(What needs to be done):
Render the lines below as a JSON list of strings, one string per line and with blank lines omitted, covering only the span from the line containing "Where can the tree" through the line containing "<point>242,250</point>", both included.

(Excerpted records):
===============

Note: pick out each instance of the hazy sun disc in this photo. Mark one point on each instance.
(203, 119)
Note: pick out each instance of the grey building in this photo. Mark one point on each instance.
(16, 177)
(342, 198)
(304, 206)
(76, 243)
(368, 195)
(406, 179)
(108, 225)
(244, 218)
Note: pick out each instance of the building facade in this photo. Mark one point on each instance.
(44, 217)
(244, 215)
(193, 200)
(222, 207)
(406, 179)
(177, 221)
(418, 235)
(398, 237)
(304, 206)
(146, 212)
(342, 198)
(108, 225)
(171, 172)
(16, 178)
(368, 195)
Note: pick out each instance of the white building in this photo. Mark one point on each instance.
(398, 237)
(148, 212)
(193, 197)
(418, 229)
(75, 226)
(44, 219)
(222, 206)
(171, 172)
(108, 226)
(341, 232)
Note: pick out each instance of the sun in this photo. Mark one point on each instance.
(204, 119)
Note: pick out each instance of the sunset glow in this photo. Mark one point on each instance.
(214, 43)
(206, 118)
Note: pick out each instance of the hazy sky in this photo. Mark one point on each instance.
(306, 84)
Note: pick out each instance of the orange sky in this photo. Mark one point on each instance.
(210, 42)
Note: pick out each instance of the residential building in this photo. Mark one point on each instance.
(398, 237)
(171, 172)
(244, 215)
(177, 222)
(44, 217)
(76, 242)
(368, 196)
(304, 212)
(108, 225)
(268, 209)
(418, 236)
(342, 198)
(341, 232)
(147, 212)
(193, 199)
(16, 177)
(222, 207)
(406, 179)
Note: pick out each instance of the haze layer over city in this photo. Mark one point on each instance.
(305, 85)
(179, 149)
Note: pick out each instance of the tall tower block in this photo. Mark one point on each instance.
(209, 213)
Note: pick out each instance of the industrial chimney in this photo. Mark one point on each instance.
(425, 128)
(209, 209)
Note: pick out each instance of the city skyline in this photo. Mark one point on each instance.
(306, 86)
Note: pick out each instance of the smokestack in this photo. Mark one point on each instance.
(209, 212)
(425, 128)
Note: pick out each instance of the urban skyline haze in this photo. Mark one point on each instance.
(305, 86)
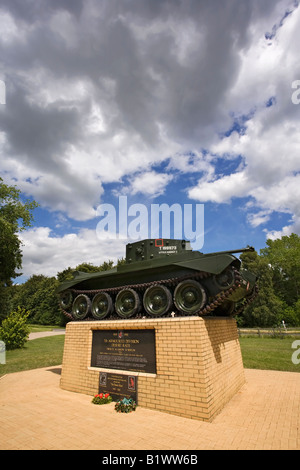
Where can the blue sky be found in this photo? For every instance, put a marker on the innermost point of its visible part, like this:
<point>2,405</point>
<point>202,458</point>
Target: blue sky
<point>162,102</point>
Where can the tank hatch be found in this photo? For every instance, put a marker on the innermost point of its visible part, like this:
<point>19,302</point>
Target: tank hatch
<point>155,248</point>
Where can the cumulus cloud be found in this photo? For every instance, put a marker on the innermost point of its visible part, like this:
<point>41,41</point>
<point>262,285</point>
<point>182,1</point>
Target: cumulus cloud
<point>45,253</point>
<point>269,142</point>
<point>146,93</point>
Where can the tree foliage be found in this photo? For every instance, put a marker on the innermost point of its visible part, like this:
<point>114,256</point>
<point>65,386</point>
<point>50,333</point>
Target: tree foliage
<point>278,271</point>
<point>15,216</point>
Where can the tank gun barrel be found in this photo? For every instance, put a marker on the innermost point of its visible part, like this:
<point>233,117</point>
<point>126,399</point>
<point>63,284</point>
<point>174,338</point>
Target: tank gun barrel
<point>242,250</point>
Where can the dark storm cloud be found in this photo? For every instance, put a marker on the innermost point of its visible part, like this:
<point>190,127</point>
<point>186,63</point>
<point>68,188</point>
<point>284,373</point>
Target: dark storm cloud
<point>117,86</point>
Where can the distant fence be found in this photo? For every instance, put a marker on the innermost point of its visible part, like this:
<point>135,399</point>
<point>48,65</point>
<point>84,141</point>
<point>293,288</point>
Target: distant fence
<point>278,332</point>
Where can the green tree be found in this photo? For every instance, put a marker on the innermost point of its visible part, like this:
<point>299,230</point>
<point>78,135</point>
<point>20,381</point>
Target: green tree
<point>267,308</point>
<point>38,295</point>
<point>15,216</point>
<point>283,254</point>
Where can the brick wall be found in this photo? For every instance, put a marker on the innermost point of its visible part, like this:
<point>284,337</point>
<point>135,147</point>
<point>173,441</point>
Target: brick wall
<point>199,363</point>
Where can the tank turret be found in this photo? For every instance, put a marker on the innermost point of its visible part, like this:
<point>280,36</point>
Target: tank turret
<point>161,277</point>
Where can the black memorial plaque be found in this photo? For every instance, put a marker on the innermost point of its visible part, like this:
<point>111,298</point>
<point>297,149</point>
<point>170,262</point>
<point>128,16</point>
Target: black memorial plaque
<point>118,385</point>
<point>131,350</point>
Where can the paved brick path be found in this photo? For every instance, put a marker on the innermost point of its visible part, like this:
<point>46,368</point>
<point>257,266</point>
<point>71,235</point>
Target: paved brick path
<point>35,413</point>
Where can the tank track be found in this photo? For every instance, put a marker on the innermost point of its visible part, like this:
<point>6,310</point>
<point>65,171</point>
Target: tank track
<point>207,309</point>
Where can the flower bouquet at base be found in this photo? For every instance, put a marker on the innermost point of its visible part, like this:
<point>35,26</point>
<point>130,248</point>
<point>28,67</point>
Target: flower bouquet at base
<point>125,406</point>
<point>102,399</point>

===============

(Solution):
[
  "Where can the tree foliage be found in this photo? For every instance, put a marker on the innermost point of its visible part, like this:",
  "<point>114,256</point>",
  "<point>65,386</point>",
  "<point>50,333</point>",
  "Target: tree foliage",
  "<point>278,271</point>",
  "<point>15,216</point>",
  "Where can the tank gun barrel be found in this photo? For every instance, put a marker on the innermost point of its visible part, like this:",
  "<point>233,117</point>",
  "<point>126,399</point>",
  "<point>63,284</point>",
  "<point>174,338</point>",
  "Target: tank gun barrel",
  "<point>242,250</point>"
]